- Pasaje proporcionado -
Ellos, los derrotados, dicen con verdad al Señor: “Tú eres mi auxilio”; y comienzo a intuir que sólo ellos pueden decir con verdad: “El Señor es mi luz y mi salvación, el Señor es la defensa de mi vida”.

El evangelio de este domingo nos permite acercarnos desde los ojos de Dios a un pueblo de pobres. Son gentes que, sin profanarlas, podrían hacer suyas las palabras del salmista: “Escúchame, Señor, que te llamo”; pero no lo hacen, tal vez porque no conocen al Señor, tal vez porque no conocen el salmo, tal vez porque su dolor es tan grande que no ha dejado lugar para las palabras.

Ellos no hablan, pero Jesús –que significa “el Señor salva”- los ve: “Al ver Jesús a las gentes, se compadecía de ellas, porque estaban extenuadas y abandonadas, como ovejas que no tienen pastor”. Los pobres no hablan, pero Dios, al verlos, se compadece, y se pone a la tarea de ser para ellos luz y salvación, defensa y auxilio.

Entonces el Señor pidió la colaboración de nuestras manos, nos llamó y nos dio autoridad para expulsar espíritus inmundos y curar toda enfermedad y dolencia: “Curad enfermos, resucitad muertos, limpiad leprosos, arrojad demonios”. El Señor nos llamó para que los pobres conozcan la dicha de la pascua, para hacer posible la libertad de los oprimidos, para hacer que un pueblo de esclavos se transforme en pueblo de Dios, para hacer de un pueblo sin palabras un pueblo capaz de recibir la palabra de Dios y decir a Dios palabras de amor.

- Tareas pendientes -
a – En el pasaje sobre el evangelio del domingo, ¿qué significa el nombre de Jesús?
b – Prolonga el pasaje sobre el evangelio del domingo a partir de su última frase.

Entradas de datos extraídos:

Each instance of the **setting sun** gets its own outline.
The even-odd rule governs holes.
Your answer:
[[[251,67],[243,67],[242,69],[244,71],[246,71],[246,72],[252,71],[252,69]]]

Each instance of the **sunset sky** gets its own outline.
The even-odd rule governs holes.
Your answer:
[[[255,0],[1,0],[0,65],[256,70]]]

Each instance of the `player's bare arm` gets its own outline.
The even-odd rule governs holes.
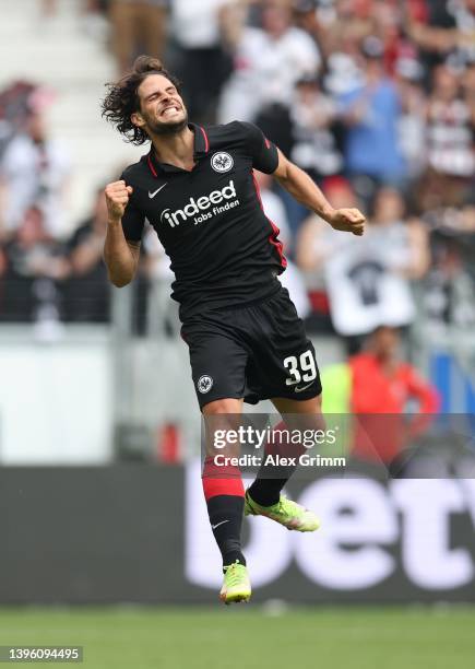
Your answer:
[[[123,180],[114,181],[106,187],[105,193],[108,223],[104,260],[111,283],[122,287],[135,275],[140,257],[140,242],[128,242],[122,230],[122,216],[132,195],[132,187],[127,186]]]
[[[274,177],[298,202],[314,211],[334,230],[363,235],[365,216],[358,209],[333,209],[309,175],[292,163],[278,150],[278,166]]]

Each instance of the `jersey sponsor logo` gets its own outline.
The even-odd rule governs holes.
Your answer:
[[[199,391],[204,395],[205,392],[210,392],[210,390],[212,389],[213,379],[207,374],[203,374],[203,376],[200,376],[200,378],[198,379],[197,386]]]
[[[224,204],[217,207],[222,202]],[[212,207],[213,204],[215,207]],[[171,211],[169,208],[164,209],[161,213],[161,223],[168,223],[171,227],[175,227],[183,221],[188,221],[188,219],[194,219],[194,224],[197,225],[202,221],[206,221],[206,219],[225,213],[238,204],[239,200],[236,199],[236,188],[231,179],[222,190],[213,190],[209,196],[202,196],[198,199],[190,198],[188,204],[182,209],[177,209],[176,211]]]
[[[233,169],[233,157],[225,151],[218,151],[211,156],[211,166],[214,172],[219,172],[221,174],[229,172],[229,169]]]
[[[156,193],[157,193],[157,192],[159,192],[159,191],[162,190],[162,188],[165,188],[165,186],[166,186],[166,184],[164,184],[163,186],[161,186],[159,188],[157,188],[157,189],[156,189],[156,190],[154,190],[153,192],[151,192],[151,191],[149,190],[149,197],[150,197],[150,199],[152,200],[152,199],[153,199],[153,198],[156,196]]]

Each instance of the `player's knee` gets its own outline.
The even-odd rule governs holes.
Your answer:
[[[241,412],[242,401],[234,398],[223,398],[209,402],[203,407],[203,413],[205,415],[217,415],[224,414],[236,414]]]

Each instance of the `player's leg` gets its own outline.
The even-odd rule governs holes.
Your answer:
[[[321,396],[297,401],[287,398],[274,398],[274,407],[284,419],[275,430],[286,429],[289,432],[305,430],[322,430],[324,427],[321,414]],[[297,432],[295,432],[297,433]],[[286,458],[286,466],[263,463],[254,482],[249,486],[245,497],[246,515],[266,516],[280,523],[289,530],[312,532],[320,527],[320,520],[313,512],[288,500],[282,490],[298,466],[299,456],[305,453],[300,444],[276,443],[268,444],[265,454]]]
[[[203,492],[210,524],[223,558],[225,574],[222,599],[246,601],[250,585],[242,555],[240,535],[244,512],[244,486],[238,467],[223,466],[216,455],[233,455],[231,447],[216,450],[216,430],[233,429],[242,412],[248,351],[226,327],[226,316],[200,318],[182,327],[181,334],[190,349],[190,364],[197,398],[203,414],[205,458]],[[230,565],[234,565],[230,568]]]
[[[217,453],[224,457],[239,455],[234,445],[216,451],[214,434],[234,430],[242,412],[241,399],[218,399],[203,407],[206,430],[206,457],[203,468],[203,492],[211,529],[223,558],[224,583],[221,599],[225,603],[248,601],[251,586],[241,549],[245,491],[238,467],[216,465]],[[223,436],[221,436],[223,439]]]
[[[272,403],[282,415],[283,421],[275,426],[274,433],[296,430],[322,430],[324,421],[321,413],[321,395],[308,400],[297,401],[287,398],[273,398]],[[294,471],[299,456],[305,453],[300,444],[275,439],[265,445],[265,455],[280,456],[290,460],[285,466],[264,463],[260,467],[254,482],[249,488],[251,498],[261,506],[272,506],[281,497],[281,492]]]
[[[284,423],[275,427],[274,434],[322,429],[322,387],[314,349],[288,292],[283,289],[272,300],[249,312],[252,312],[247,324],[251,332],[252,355],[248,383],[261,398],[270,398],[283,415]],[[245,513],[269,516],[288,529],[312,531],[319,526],[318,519],[281,495],[305,449],[300,444],[294,444],[294,439],[285,443],[274,438],[274,434],[266,445],[266,455],[288,458],[287,463],[283,466],[281,460],[275,466],[264,458],[246,494]]]

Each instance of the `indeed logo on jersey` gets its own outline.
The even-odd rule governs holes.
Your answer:
[[[222,204],[222,202],[224,202],[224,204]],[[177,209],[176,211],[165,209],[161,213],[161,223],[166,222],[169,223],[171,227],[175,227],[183,221],[188,221],[188,219],[194,219],[193,223],[198,225],[198,223],[202,223],[207,219],[212,219],[217,214],[238,207],[239,203],[234,181],[230,180],[222,190],[213,190],[209,196],[203,196],[198,198],[198,200],[190,198],[190,201],[183,209]],[[222,206],[218,207],[218,204]]]

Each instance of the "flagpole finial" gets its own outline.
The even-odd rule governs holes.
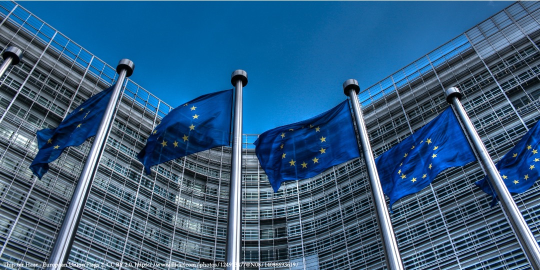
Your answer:
[[[8,57],[11,57],[11,59],[13,59],[11,60],[11,64],[16,65],[23,58],[23,51],[17,47],[10,46],[6,48],[2,57],[4,57],[4,60],[5,60],[5,58]]]
[[[231,75],[231,83],[233,85],[236,86],[236,82],[238,80],[242,80],[242,87],[245,86],[247,85],[247,72],[245,71],[237,69],[233,72],[232,75]]]
[[[120,71],[123,69],[126,70],[126,77],[130,77],[133,73],[133,70],[135,69],[135,64],[133,63],[133,61],[129,59],[120,59],[120,62],[118,62],[118,65],[116,66],[116,72],[118,74],[120,74]]]
[[[354,90],[356,94],[360,92],[360,86],[358,85],[358,81],[354,79],[349,79],[343,83],[343,92],[345,93],[345,96],[348,97],[349,92],[352,89]]]
[[[456,87],[451,87],[444,91],[444,96],[446,97],[446,101],[448,103],[452,104],[452,99],[454,97],[457,98],[458,100],[461,99],[461,92]]]

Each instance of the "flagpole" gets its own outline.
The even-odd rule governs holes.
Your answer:
[[[384,250],[387,267],[392,270],[403,270],[404,268],[397,247],[397,242],[394,234],[390,214],[386,206],[381,181],[379,180],[377,168],[375,167],[375,158],[373,157],[373,153],[372,153],[368,132],[366,130],[366,124],[364,123],[364,117],[362,114],[362,109],[358,102],[357,95],[360,92],[360,87],[356,80],[350,79],[343,83],[343,90],[345,95],[350,98],[353,106],[353,112],[354,113],[354,118],[356,119],[356,127],[358,128],[358,133],[360,137],[361,150],[363,153],[368,176],[371,184],[372,196],[375,205],[377,224],[379,225],[379,230],[381,233],[382,247]]]
[[[517,236],[518,241],[525,252],[529,264],[533,269],[540,269],[540,247],[538,246],[536,239],[535,239],[529,226],[523,219],[523,216],[517,208],[517,205],[516,205],[514,199],[504,185],[501,175],[489,156],[485,145],[480,139],[474,126],[467,116],[465,109],[461,105],[460,102],[462,96],[461,93],[457,88],[453,87],[444,91],[444,96],[448,103],[454,105],[458,117],[465,126],[465,129],[472,141],[473,147],[476,150],[480,156],[480,161],[487,171],[488,178],[491,181],[497,196],[501,201],[501,204],[506,213],[507,219]]]
[[[68,208],[68,212],[62,222],[55,246],[51,252],[51,256],[49,258],[48,264],[45,266],[45,269],[48,270],[63,268],[64,267],[62,265],[68,261],[79,222],[80,221],[84,206],[88,199],[90,187],[92,186],[92,182],[97,172],[97,165],[103,153],[107,134],[111,125],[111,120],[112,119],[116,104],[122,92],[124,80],[126,77],[131,76],[134,68],[135,65],[133,62],[128,59],[120,60],[116,67],[116,71],[119,75],[118,79],[113,90],[111,99],[107,105],[103,118],[99,124],[99,128],[94,138],[93,143],[87,156],[86,162],[83,167],[83,171],[80,173],[77,187]]]
[[[23,59],[23,51],[19,48],[10,46],[5,49],[2,57],[4,57],[4,63],[0,66],[0,78],[4,76],[10,65],[15,65],[21,62],[21,59]]]
[[[233,122],[232,160],[231,186],[227,213],[225,269],[240,269],[242,240],[242,89],[247,84],[247,73],[237,70],[231,76],[234,93],[234,120]]]

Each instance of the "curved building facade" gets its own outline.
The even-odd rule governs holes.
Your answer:
[[[375,157],[448,106],[457,86],[496,162],[540,119],[540,2],[516,2],[361,91]],[[13,2],[0,2],[0,48],[24,51],[0,79],[0,268],[42,269],[91,140],[70,147],[38,179],[29,168],[36,132],[115,82],[114,69]],[[3,51],[2,51],[3,52]],[[143,173],[136,154],[172,108],[127,80],[68,269],[222,269],[231,148],[177,159]],[[246,269],[386,269],[362,158],[273,192],[244,135]],[[500,206],[473,183],[472,163],[442,173],[391,214],[406,269],[529,269]],[[540,186],[514,195],[540,239]]]

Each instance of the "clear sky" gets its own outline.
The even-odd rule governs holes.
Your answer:
[[[510,5],[508,1],[21,1],[176,107],[248,73],[244,133],[323,112],[342,85],[378,82]]]

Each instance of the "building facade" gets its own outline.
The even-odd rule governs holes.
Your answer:
[[[113,83],[104,63],[17,3],[0,2],[0,48],[24,51],[0,78],[0,268],[42,269],[91,140],[70,147],[38,179],[29,166],[36,132]],[[361,91],[375,157],[462,103],[495,161],[540,119],[540,2],[516,2]],[[231,149],[203,151],[146,176],[135,157],[172,108],[127,80],[69,269],[220,269]],[[386,269],[362,158],[274,193],[245,134],[242,259],[246,269]],[[478,163],[447,170],[396,202],[392,222],[406,269],[529,269],[500,206],[474,185]],[[540,239],[540,186],[514,195]],[[260,264],[256,264],[260,263]],[[256,266],[259,264],[259,266]]]

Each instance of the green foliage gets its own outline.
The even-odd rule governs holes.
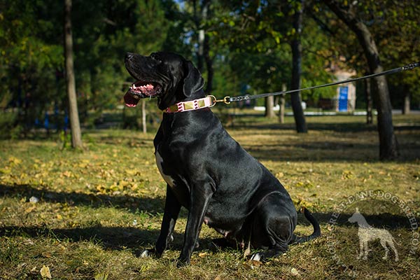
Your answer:
[[[215,1],[208,18],[200,20],[202,3],[73,1],[76,90],[85,127],[93,126],[106,110],[122,105],[122,97],[132,82],[123,65],[125,52],[148,55],[164,50],[197,64],[198,29],[205,31],[209,42],[215,70],[212,94],[220,97],[279,91],[284,84],[289,88],[290,42],[298,34],[292,17],[300,1]],[[365,58],[353,33],[320,2],[305,3],[300,38],[302,87],[330,82],[332,62],[365,74]],[[8,122],[19,125],[16,131],[25,132],[36,120],[42,123],[45,113],[56,109],[57,122],[64,123],[67,97],[62,5],[53,0],[0,0],[0,109],[17,112]],[[409,0],[396,4],[372,0],[355,7],[375,36],[384,68],[420,60],[419,7]],[[345,64],[340,57],[346,58]],[[208,70],[204,65],[204,78]],[[411,93],[414,102],[419,102],[419,73],[417,69],[389,77],[396,102],[404,91]],[[303,92],[302,97],[316,102],[334,94],[334,88],[328,88]]]
[[[250,126],[255,118],[257,125]],[[280,274],[290,279],[351,279],[329,251],[337,241],[340,255],[356,267],[358,279],[417,279],[418,251],[410,255],[406,251],[412,232],[396,204],[381,208],[383,204],[368,200],[360,209],[391,227],[398,243],[398,262],[382,260],[382,247],[373,241],[368,260],[357,260],[356,227],[348,223],[335,227],[342,234],[331,234],[328,221],[339,204],[360,191],[390,192],[417,220],[420,215],[420,147],[413,144],[420,134],[420,115],[396,119],[399,125],[412,125],[411,130],[397,132],[398,162],[375,160],[377,135],[364,120],[308,117],[312,132],[298,137],[291,116],[284,125],[237,116],[229,133],[281,181],[297,208],[305,206],[315,214],[323,236],[290,245],[285,254],[260,263],[243,258],[240,248],[214,248],[211,239],[221,235],[203,225],[192,264],[181,269],[175,260],[188,216],[183,209],[163,257],[139,258],[159,235],[164,205],[166,183],[155,164],[154,133],[88,131],[84,153],[61,149],[52,139],[0,141],[0,278],[41,279],[45,266],[53,279],[278,279]],[[31,197],[39,201],[31,202]],[[298,221],[297,234],[312,232],[303,217]]]

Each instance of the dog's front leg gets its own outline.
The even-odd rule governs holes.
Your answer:
[[[190,212],[184,234],[184,244],[178,260],[178,267],[190,263],[191,254],[198,240],[209,202],[213,195],[213,192],[210,190],[211,188],[206,190],[205,188],[200,190],[192,188],[191,190]]]
[[[160,234],[155,246],[155,254],[160,258],[166,249],[169,242],[173,239],[174,227],[181,210],[181,204],[174,195],[172,190],[167,186],[167,195],[164,203],[164,212],[160,227]]]

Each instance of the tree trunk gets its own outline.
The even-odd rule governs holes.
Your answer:
[[[146,99],[141,99],[141,127],[143,128],[143,133],[147,132],[147,123],[146,122]]]
[[[302,44],[300,43],[300,34],[302,34],[302,24],[303,18],[303,0],[300,0],[300,8],[295,11],[293,15],[293,28],[296,31],[295,38],[292,40],[290,46],[292,48],[293,64],[292,64],[292,80],[290,90],[300,88],[300,75],[302,74]],[[296,131],[299,133],[307,133],[308,132],[303,108],[302,108],[302,99],[300,92],[293,92],[290,94],[292,109]]]
[[[372,114],[372,83],[370,79],[365,80],[365,91],[366,92],[366,124],[373,123]]]
[[[287,90],[286,84],[281,85],[281,91],[285,92]],[[284,123],[284,106],[286,104],[286,98],[284,94],[279,95],[279,119],[280,123]]]
[[[267,118],[274,118],[274,97],[265,97],[265,116]]]
[[[335,0],[323,0],[338,18],[340,18],[356,35],[365,56],[370,72],[379,73],[384,71],[379,60],[379,54],[366,25],[356,16],[351,9],[346,9]],[[375,77],[372,79],[373,97],[375,99],[378,111],[377,123],[379,136],[379,158],[381,160],[393,160],[398,155],[397,139],[392,124],[392,108],[389,98],[389,90],[385,76]]]
[[[407,87],[405,86],[402,88],[402,90],[404,91],[404,101],[402,103],[402,115],[408,115],[410,114],[410,92],[407,90]]]
[[[209,1],[207,5],[207,11],[206,13],[203,13],[204,19],[207,19],[207,17],[210,13],[210,2]],[[209,43],[209,35],[204,34],[204,60],[206,62],[206,68],[207,69],[207,83],[206,86],[206,94],[211,94],[213,90],[213,77],[214,76],[214,70],[213,69],[213,59],[210,57],[210,43]]]
[[[71,129],[71,146],[82,148],[82,134],[77,108],[76,82],[73,66],[73,38],[71,37],[71,0],[64,0],[64,57],[66,84],[69,96],[69,115]]]

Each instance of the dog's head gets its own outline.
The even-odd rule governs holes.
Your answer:
[[[143,56],[128,52],[125,68],[136,80],[130,88],[124,101],[134,107],[139,99],[158,97],[161,110],[182,101],[196,98],[204,81],[191,62],[170,52],[153,52]]]

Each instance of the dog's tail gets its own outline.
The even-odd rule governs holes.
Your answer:
[[[302,211],[304,217],[314,227],[314,232],[312,232],[311,235],[305,237],[299,237],[293,234],[292,240],[289,242],[289,244],[303,243],[321,236],[321,228],[319,227],[319,223],[318,223],[318,220],[316,220],[315,217],[312,216],[312,214],[306,208],[303,207]]]

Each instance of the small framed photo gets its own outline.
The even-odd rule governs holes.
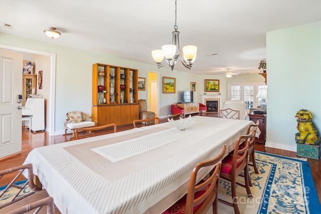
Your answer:
[[[220,91],[220,80],[205,80],[205,91],[218,92]]]
[[[196,83],[191,82],[191,91],[196,91]]]
[[[144,77],[138,77],[138,91],[145,91],[146,78]]]
[[[163,93],[175,93],[176,79],[163,77]]]

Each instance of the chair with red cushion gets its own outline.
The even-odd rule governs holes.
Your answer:
[[[240,111],[227,108],[221,109],[219,112],[219,117],[221,118],[240,119]]]
[[[220,176],[221,178],[231,181],[233,203],[223,200],[220,198],[219,198],[219,201],[233,206],[235,214],[240,214],[240,210],[237,205],[236,184],[246,188],[248,197],[252,197],[249,182],[248,158],[250,141],[249,139],[253,136],[255,137],[255,131],[253,129],[251,131],[249,134],[241,135],[239,137],[235,144],[233,155],[228,155],[223,159],[222,163],[222,168],[221,169]],[[245,143],[245,146],[243,149],[240,149],[239,148],[239,145],[243,141]],[[236,182],[236,178],[243,170],[244,172],[245,185]]]
[[[171,105],[171,112],[172,114],[176,114],[180,113],[182,117],[184,115],[184,109],[181,109],[174,104]]]
[[[258,120],[256,122],[256,123],[255,124],[250,124],[248,128],[247,128],[247,130],[246,131],[246,134],[249,134],[250,131],[254,129],[255,133],[256,132],[256,129],[260,123],[260,121]],[[254,168],[254,171],[256,174],[259,174],[259,170],[257,169],[257,167],[256,166],[256,163],[255,162],[255,134],[254,134],[254,136],[248,139],[249,140],[249,155],[250,156],[250,161],[252,161],[252,164],[249,163],[248,164],[253,166]],[[239,147],[239,149],[241,149],[245,147],[245,142],[243,142]],[[249,180],[249,182],[250,183],[250,186],[252,186],[252,182],[251,182],[251,179]]]
[[[212,205],[213,213],[218,213],[219,179],[226,149],[226,144],[224,144],[222,151],[217,157],[195,166],[191,175],[187,194],[167,209],[163,214],[205,213]],[[206,166],[214,167],[215,164],[216,165],[210,172],[208,178],[203,178],[198,183],[196,178],[199,171]]]
[[[207,110],[207,108],[206,107],[206,106],[205,105],[202,103],[200,103],[200,112],[199,112],[199,115],[200,115],[200,114],[201,116],[202,116],[202,115],[203,115],[203,112],[205,113],[206,113]]]
[[[28,179],[23,173],[28,174]],[[55,206],[54,200],[50,197],[45,189],[42,189],[34,183],[34,173],[31,163],[16,166],[0,171],[0,179],[14,177],[6,188],[0,191],[0,200],[4,203],[0,204],[0,213],[23,213],[30,210],[30,213],[54,214]],[[20,184],[17,183],[20,183]],[[30,191],[19,196],[29,185]],[[8,194],[14,190],[13,194]],[[37,211],[38,210],[38,211]],[[57,212],[58,210],[57,209]]]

- Respuestas numeradas -
a – Significa "el Señor salva".

b –
El Señor tu Dios te vio por los ojos de Jesús de Nazaret, se compadeció de ti, te curó, te limpió y te liberó; te resucitó e hizo de nosotros un reino de sacerdotes, una nación santa. Por eso podemos decir con verdad: “El Señor es mi luz y mi salvación, el Señor es la defensa de mi vida”. En verdad, el Señor “te ha llevado sobre alas de águila”, te ha acercado a él, ha hecho de ti “su propiedad personal entre todos los pueblos”.

Ahora escucha de nuevo el mandato: “Curad enfermos, resucitad muertos, limpiad leprosos, arrojad demonios”. Te lo dice aquel con quien haces comunión, Cristo Jesús, el mismo que para ti se ha hecho liberación, purificación, medicina, resurrección. Él te pide que des a los pobres lo que de él has recibido como pobre: “Gratis habéis recibido, dad gratis”. Que ellos puedan vivir lo que tú has vivido. Y lo vivirán sólo si sienten sobre sus heridas tus manos que curan, dentro de su tristeza tus palabras que alientan, cerca de sus penas tu amor que libera.

A su tiempo, en la eternidad, resonará el canto de los redimidos: “El Señor es bueno, su misericordia es eterna, su fidelidad por todas las edades”. Preparemos el canto imitando en nuestra vida la misericordia que recibimos.